(Stored items)

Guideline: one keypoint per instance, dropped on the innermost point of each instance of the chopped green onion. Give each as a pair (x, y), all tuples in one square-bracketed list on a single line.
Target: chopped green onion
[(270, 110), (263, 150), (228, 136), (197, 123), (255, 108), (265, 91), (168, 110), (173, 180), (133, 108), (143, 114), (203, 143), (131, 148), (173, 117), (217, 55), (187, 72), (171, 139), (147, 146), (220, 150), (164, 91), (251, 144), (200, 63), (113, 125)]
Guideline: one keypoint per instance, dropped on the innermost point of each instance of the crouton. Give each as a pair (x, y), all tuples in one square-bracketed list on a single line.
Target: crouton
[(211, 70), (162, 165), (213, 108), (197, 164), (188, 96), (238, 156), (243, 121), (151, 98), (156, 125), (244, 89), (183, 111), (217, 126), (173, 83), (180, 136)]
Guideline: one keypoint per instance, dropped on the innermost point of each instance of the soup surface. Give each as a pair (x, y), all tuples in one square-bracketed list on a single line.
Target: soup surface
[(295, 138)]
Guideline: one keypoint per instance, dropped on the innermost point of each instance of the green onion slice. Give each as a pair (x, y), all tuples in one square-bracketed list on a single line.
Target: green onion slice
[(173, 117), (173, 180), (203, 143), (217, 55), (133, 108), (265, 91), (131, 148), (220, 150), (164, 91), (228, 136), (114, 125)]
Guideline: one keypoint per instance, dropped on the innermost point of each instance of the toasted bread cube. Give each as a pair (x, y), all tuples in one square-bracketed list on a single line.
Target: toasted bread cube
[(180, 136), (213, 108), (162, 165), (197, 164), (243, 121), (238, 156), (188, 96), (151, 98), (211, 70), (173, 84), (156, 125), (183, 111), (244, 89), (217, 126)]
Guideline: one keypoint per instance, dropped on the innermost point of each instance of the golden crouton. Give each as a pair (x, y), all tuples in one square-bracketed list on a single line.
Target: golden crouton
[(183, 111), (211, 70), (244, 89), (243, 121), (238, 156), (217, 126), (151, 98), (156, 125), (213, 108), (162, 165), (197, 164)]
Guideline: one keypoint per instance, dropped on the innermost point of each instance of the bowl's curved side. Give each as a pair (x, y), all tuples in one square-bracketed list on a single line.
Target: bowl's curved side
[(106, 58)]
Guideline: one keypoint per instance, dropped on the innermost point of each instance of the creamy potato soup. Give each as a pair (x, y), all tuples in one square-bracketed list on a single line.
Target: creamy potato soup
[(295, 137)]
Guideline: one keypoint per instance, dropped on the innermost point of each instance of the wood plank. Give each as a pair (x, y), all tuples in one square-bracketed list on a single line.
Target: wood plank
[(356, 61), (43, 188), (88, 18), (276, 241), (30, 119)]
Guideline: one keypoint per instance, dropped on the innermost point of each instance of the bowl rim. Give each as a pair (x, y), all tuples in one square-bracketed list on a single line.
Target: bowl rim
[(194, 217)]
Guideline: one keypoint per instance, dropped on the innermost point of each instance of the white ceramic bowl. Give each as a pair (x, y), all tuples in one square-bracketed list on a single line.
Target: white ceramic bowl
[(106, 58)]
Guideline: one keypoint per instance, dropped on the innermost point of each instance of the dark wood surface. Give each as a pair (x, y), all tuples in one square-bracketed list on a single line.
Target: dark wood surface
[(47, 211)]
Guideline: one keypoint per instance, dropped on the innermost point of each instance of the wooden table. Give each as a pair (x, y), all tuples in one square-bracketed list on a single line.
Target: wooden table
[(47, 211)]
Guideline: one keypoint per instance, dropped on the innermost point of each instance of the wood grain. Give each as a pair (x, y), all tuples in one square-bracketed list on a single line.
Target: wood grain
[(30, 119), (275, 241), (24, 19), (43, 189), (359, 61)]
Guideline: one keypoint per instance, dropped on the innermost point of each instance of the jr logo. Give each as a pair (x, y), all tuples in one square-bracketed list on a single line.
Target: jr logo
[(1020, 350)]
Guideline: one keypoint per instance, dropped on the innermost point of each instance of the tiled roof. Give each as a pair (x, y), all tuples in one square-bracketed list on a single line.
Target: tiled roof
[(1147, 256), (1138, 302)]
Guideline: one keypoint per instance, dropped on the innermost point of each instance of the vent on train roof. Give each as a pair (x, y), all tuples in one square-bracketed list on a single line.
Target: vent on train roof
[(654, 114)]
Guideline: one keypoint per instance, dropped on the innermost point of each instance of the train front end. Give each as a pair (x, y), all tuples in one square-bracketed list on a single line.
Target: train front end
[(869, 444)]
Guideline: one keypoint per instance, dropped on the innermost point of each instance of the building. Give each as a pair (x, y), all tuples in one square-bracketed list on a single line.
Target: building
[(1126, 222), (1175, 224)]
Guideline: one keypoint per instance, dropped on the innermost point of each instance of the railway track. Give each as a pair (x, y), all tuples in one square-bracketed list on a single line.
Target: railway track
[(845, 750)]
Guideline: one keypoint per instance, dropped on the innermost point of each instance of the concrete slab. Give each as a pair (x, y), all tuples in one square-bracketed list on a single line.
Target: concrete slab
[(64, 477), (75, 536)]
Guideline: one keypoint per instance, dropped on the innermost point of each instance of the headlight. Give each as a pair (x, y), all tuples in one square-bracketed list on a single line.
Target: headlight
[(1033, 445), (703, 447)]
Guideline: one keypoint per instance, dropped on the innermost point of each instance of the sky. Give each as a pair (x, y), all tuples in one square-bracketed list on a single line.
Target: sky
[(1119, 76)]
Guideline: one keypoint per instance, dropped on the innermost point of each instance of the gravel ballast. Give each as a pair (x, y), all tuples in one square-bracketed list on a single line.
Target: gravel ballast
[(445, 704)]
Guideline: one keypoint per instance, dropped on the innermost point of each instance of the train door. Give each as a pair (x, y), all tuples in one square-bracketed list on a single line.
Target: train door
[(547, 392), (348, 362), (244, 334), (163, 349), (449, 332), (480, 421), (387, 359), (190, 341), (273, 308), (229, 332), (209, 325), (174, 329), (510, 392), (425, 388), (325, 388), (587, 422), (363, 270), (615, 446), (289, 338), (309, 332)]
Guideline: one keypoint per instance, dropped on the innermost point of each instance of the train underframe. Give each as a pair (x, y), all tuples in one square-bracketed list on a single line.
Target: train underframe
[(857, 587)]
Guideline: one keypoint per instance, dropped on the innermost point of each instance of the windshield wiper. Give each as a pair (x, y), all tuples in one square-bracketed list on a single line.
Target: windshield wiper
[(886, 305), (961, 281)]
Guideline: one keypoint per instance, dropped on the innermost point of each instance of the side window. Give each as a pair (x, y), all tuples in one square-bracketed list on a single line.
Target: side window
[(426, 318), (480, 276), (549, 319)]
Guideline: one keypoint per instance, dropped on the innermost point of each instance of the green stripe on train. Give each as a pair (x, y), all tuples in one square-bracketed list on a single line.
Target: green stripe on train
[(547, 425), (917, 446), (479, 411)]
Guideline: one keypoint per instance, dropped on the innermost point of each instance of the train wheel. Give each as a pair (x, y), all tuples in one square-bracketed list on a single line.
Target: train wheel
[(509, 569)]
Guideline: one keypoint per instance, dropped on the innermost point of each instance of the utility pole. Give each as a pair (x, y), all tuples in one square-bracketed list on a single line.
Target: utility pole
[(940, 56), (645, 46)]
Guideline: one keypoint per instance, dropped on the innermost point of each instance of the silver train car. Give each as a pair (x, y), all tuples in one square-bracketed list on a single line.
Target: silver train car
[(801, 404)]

▶ WORK REQUIRED:
Please rewrite all of the data above, replacing "keypoint" with "marker" and leaving everything else untouched.

▶ FULL SOLUTION:
Guideline: one marker per instance, dropped on the innermost point of each instance of the chopped green onion. Give each as a pair (x, y), all tuples in one square-bracketed list on a single line.
Target: chopped green onion
[(270, 110), (263, 150), (228, 136), (197, 123), (255, 108), (265, 91), (168, 110), (173, 180), (133, 108), (143, 114), (203, 143), (131, 148), (173, 117), (217, 55), (187, 72), (171, 139), (147, 146), (220, 150), (164, 91), (251, 144), (200, 63), (113, 125)]
Guideline: one marker per instance, dropped on the innermost point of each instance of the crouton. Give each as a pair (x, y), all tuples in one square-bracketed list on a single line.
Target: crouton
[(211, 70), (162, 165), (213, 108), (197, 164), (188, 96), (238, 156), (243, 121), (151, 98), (156, 125), (244, 89), (183, 111), (217, 126), (173, 83), (180, 136)]
Guideline: one marker per instance, dropped on the innermost point of each instance of the soup surface. Give each as a pair (x, y), all tuples in one square-bracketed list on a single line.
Target: soup surface
[(295, 138)]
Guideline: one marker per instance, dropped on the innermost point of each instance of the green onion slice. Give each as a pair (x, y), all tuples in one square-bracketed list on a single line.
Target: green onion slice
[(173, 117), (173, 180), (203, 143), (217, 55), (133, 108), (265, 91), (131, 148), (220, 150), (164, 91), (228, 136), (114, 125)]
Guideline: one marker per instance, dropped on the innermost point of each instance of the toasted bread cube. Give each as a pair (x, y), all tuples in one square-bracketed list on a single line.
Target: toasted bread cube
[(180, 136), (213, 108), (162, 165), (197, 164), (243, 121), (238, 156), (188, 96), (151, 98), (211, 70), (173, 84), (156, 125), (183, 111), (244, 89), (217, 126)]
Guideline: one marker per instance, dropped on the innermost point of each instance of the golden crouton. Give each as a pair (x, y), all tuples in one square-bracketed list on a single line.
Target: golden crouton
[(183, 111), (211, 70), (244, 89), (243, 121), (238, 156), (217, 126), (151, 98), (156, 125), (213, 108), (162, 165), (197, 164)]
Guideline: one marker per instance, dropped on the innermost point of each instance of the bowl's curved side. Give each as a pair (x, y), all tuples in one square-bracketed list on a single line.
Target: bowl's curved side
[(106, 58)]
Guideline: one marker per instance, dropped on the innermost point of each instance of the creamy potato soup. Give each as a pair (x, y), all tuples in one square-bracketed list on a single line.
Target: creamy potato soup
[(295, 137)]
Guideline: one marker per instance, dropped on the innermost point of each instance of the wood plank. Give each as a pair (x, y), all tuples in one square-bracketed list on a single line.
Target: wood plank
[(356, 61), (43, 188), (88, 18), (276, 241), (30, 119)]
Guideline: one marker per instance, dropped on the innermost point of each instance of the bowl rim. Give each as a pair (x, y), all tuples in one square-bracketed list on a single line.
Target: bowl rim
[(194, 217)]
Guideline: one marker per instance, dropped on the innermost point of each instance of the white ceramic bowl. Give each as a pair (x, y), all tuples in one square-bracketed list on a single line.
Target: white ceramic bowl
[(106, 58)]
Guideline: one marker per instance, dropped on the innermost point of each instance of the dark wood surface. Give each as a pair (x, y), all tuples in one square-bracketed list on a single line.
Target: dark wood surface
[(47, 211)]
Guideline: one marker per instance, dropped on the innermost point of each instance of the wooden table. Give each as a pair (x, y), all tuples in one square-bracketed list on a single line.
Target: wooden table
[(47, 211)]
Guideline: one marker per instance, dropped on the innermost point of each instance of the wood grain. Give each as a pair (x, y), all tuples in one square-bracketed list on a single line.
Target: wood grain
[(30, 119), (275, 241), (24, 19), (43, 189), (359, 61)]
Guideline: one marker per instance, dropped on the innermost point of each instance of the jr logo. Give each as a pair (x, y), all tuples in one square-bracketed list on a single line.
Target: jr logo
[(1020, 350)]
Guideline: one marker per instance, dropped on the innermost point of each instance of the tiled roof. Give each as a pair (x, y), all tuples in one square-bracketed list on a single line.
Target: tiled roof
[(1147, 256), (1138, 302)]
Guideline: one marker per instance, dropped on the innermost point of each instance of the vent on train roof. Give each as a pair (x, y), all tuples in one square-bracketed list on a single line.
Target: vent on train roof
[(654, 114)]
Guideline: one marker per instance, dropped on the innermost point of each instance of the train front end. Give each as a pair (x, y), all tuples in one square-bracketed list on a single line.
Target: train front end
[(869, 444)]
Guideline: one marker per instance, dropped on the innermost point of each instance of the building. Give each as a pair (x, y), all tuples in one square-bracketed list on a single line.
Target: building
[(1126, 222), (1175, 224)]
Guideline: one marker per instance, dropped on the innermost point of each instance of the railway track. Give each as a pair (x, y), all tuples in one square-bracketed list on a single line.
Target: railway track
[(845, 750)]
Guideline: one marker per instance, dropped on the innermost point of each instance of the concrete slab. Give each as a pair (x, y), all tuples in one square-bracketed list on a single line.
Target: concrete slab
[(64, 477), (75, 536)]
Guideline: one marker per instance, dropped on the innermost point of each instance of the headlight. Give each as a pair (x, y), all tuples in one square-bracketed list on a single line.
Target: headlight
[(1033, 445), (703, 447)]
Guideline: one marker per instance, dropped on the innermost point of each instance of the sky. Give each as a pair (x, y), all tuples in one square-bracketed list on a single line.
Target: sky
[(1119, 76)]
Guideline: one marker per instance, dropped on the innermost point of each instance of the gravel ballast. Give each as a pair (x, y), all tuples in one square-bracketed list on a single line.
Target: gravel ballast
[(445, 704)]
Guideline: one marker per instance, dropped on the innermost point of each instance of the train door. Give each as a pair (x, y), all tuples in one square-bracketed list on a single line.
Target: train door
[(547, 392), (348, 362), (244, 334), (163, 349), (449, 332), (480, 421), (387, 359), (190, 341), (273, 308), (229, 332), (209, 325), (174, 329), (510, 392), (425, 388), (325, 388), (587, 422), (363, 270), (615, 446), (289, 338), (309, 332)]
Guideline: one marker per instance, dropped on the innermost point of each instance of the train underframe. Give each as a pair (x, y), all tuples in one square-bracketed list on a single line.
Target: train underframe
[(857, 587)]
Guideline: one marker per instance, dropped on the innermost point of each instance of the windshield wiper. Give each as a pair (x, y), all tuples in one square-bracketed list on a single line.
Target: windshield wiper
[(886, 305), (961, 281)]
Guideline: one marker per instance, dropped on the innermost point of each instance of the side window. Give each as a pair (x, y), all tuples in one square-bracketed list on a single line.
Target: side window
[(426, 318), (480, 276), (549, 319)]
Guideline: one marker per instance, dropped on the innermost point of each instance of the green stripe on train. Give each as a pair (x, y), all tuples in one square-bracketed list on a single line.
Target: green stripe on train
[(547, 425), (917, 446), (479, 411)]
Guideline: one marker per instance, dropped on the innermost point of each instance of the train wheel. Give each as a pair (x, y), all tuples in one square-bracketed list on a single line.
Target: train wheel
[(509, 569)]
Guideline: one marker per instance, dropped on the innermost point of each instance of the utility pole. Give each as a pair (x, y), all tuples in one square-bracketed list on a single line.
Target: utility pole
[(940, 56), (645, 46)]
Guideline: one marker per instance, dropped on the innermost point of each instance of the silver train car. Give each as a pair (x, y), all tuples in one square-bracketed list on a single line.
Target: silver train car
[(801, 404)]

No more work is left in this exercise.